_Items uit een dataset_.
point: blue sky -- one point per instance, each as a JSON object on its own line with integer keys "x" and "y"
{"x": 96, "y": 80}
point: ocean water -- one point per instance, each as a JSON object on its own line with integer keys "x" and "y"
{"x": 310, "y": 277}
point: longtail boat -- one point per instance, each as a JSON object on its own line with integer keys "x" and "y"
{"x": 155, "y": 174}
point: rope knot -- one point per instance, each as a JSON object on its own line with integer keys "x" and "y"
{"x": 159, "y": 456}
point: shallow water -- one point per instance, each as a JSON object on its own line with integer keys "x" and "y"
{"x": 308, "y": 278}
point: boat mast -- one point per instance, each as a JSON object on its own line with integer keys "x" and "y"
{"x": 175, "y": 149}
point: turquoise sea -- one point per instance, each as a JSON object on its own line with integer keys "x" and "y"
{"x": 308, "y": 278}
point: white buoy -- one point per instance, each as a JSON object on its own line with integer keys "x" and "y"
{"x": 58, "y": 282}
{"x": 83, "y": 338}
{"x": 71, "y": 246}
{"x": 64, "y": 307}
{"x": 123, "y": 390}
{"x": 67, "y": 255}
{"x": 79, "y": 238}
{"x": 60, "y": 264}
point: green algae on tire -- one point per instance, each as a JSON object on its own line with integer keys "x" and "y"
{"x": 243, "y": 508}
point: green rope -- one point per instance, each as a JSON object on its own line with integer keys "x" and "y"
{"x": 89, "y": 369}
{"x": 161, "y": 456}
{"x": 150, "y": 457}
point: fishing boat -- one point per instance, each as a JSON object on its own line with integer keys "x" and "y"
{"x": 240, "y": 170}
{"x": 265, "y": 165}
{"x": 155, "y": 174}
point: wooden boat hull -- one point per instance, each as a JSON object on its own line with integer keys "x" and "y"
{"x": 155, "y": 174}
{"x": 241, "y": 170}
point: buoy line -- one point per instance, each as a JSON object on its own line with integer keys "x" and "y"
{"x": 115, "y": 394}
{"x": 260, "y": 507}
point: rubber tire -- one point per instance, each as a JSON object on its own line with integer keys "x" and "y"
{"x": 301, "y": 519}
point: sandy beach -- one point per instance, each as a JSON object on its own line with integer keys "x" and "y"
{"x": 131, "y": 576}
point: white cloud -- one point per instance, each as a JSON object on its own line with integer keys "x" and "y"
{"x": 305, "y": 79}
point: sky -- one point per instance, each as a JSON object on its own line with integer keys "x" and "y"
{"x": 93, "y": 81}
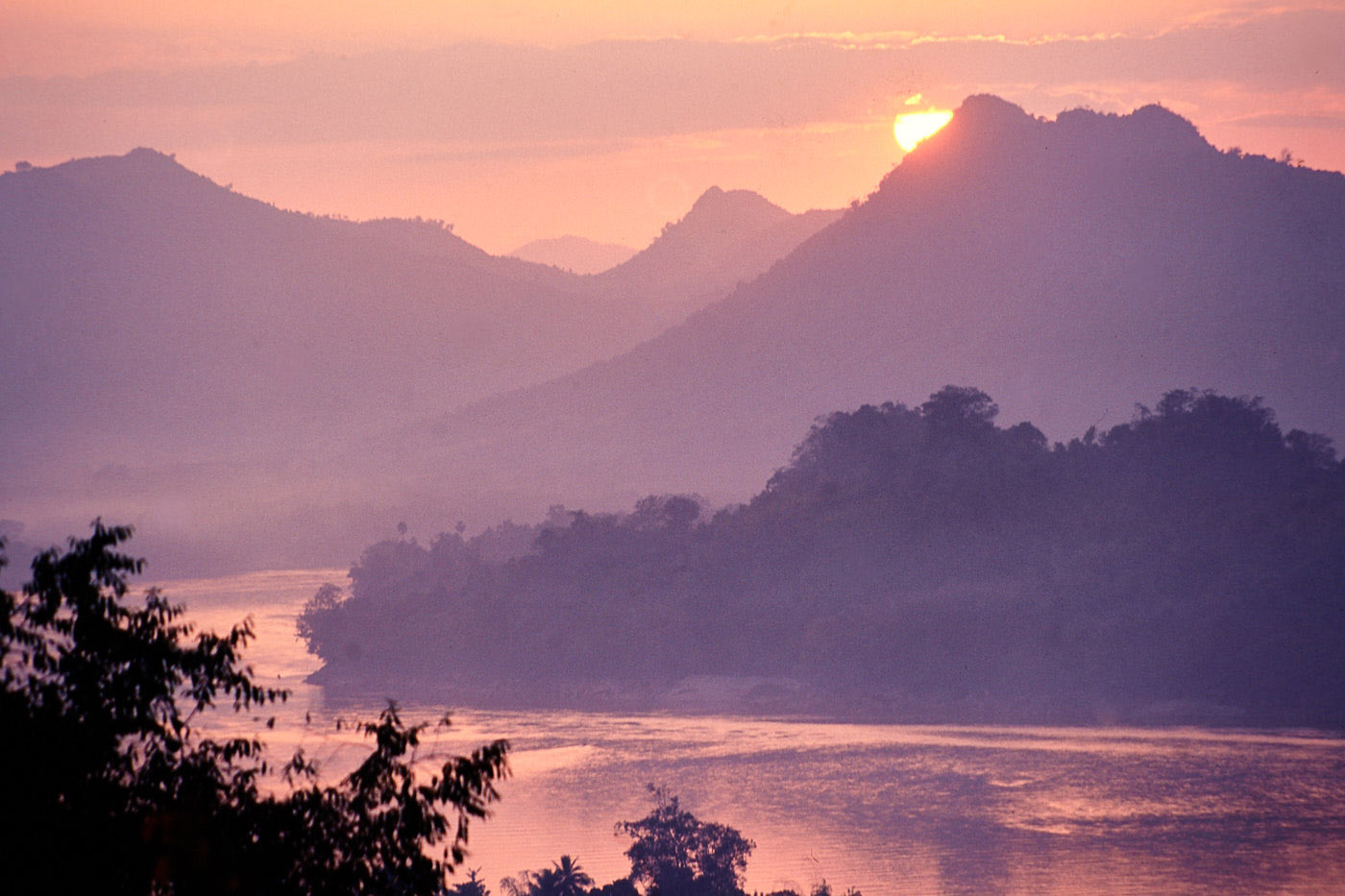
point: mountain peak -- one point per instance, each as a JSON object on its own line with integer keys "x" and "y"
{"x": 735, "y": 204}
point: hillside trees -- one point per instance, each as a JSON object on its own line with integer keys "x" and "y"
{"x": 930, "y": 559}
{"x": 103, "y": 762}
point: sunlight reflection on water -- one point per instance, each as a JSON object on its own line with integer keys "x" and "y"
{"x": 890, "y": 809}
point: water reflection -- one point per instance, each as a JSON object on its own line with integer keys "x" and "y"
{"x": 890, "y": 809}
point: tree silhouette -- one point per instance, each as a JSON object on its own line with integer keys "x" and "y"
{"x": 101, "y": 759}
{"x": 676, "y": 855}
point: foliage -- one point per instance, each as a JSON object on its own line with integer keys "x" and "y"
{"x": 103, "y": 761}
{"x": 676, "y": 855}
{"x": 564, "y": 878}
{"x": 924, "y": 559}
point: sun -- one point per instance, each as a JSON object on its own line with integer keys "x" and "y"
{"x": 914, "y": 127}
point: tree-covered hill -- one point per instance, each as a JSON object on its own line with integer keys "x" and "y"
{"x": 917, "y": 563}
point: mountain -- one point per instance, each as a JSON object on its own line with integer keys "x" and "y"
{"x": 574, "y": 254}
{"x": 728, "y": 237}
{"x": 1066, "y": 267}
{"x": 192, "y": 359}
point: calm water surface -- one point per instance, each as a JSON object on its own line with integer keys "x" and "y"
{"x": 888, "y": 809}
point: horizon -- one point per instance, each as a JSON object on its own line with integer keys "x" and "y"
{"x": 550, "y": 120}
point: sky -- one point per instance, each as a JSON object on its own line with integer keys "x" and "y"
{"x": 518, "y": 120}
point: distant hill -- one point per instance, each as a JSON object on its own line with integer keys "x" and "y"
{"x": 574, "y": 254}
{"x": 728, "y": 237}
{"x": 920, "y": 564}
{"x": 191, "y": 358}
{"x": 1066, "y": 265}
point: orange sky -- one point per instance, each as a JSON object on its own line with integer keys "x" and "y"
{"x": 520, "y": 120}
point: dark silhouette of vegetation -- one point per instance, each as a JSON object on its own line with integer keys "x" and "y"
{"x": 676, "y": 855}
{"x": 110, "y": 788}
{"x": 923, "y": 561}
{"x": 672, "y": 853}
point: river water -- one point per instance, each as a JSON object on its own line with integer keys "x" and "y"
{"x": 887, "y": 809}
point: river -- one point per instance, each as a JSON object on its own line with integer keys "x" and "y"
{"x": 887, "y": 809}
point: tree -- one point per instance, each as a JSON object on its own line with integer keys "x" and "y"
{"x": 101, "y": 759}
{"x": 676, "y": 855}
{"x": 474, "y": 885}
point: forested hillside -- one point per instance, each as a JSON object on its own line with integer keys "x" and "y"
{"x": 918, "y": 563}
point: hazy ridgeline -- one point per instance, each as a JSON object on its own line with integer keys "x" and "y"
{"x": 259, "y": 389}
{"x": 911, "y": 563}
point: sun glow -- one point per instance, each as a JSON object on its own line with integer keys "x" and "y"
{"x": 914, "y": 127}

_OPDRACHT EN EISEN_. Zet de regels vanaf de regel met "point: sun glow" tot en met het einde van de items in een Markdown-tabel met de kolommen nr en Regel, en laat lege regels weg.

_UITVOER VAN OEFENING_.
| nr | Regel |
|---|---|
| 1 | point: sun glow -- one point per instance, each as a JSON object on its own line with integer keys "x" and "y" |
| 2 | {"x": 914, "y": 127} |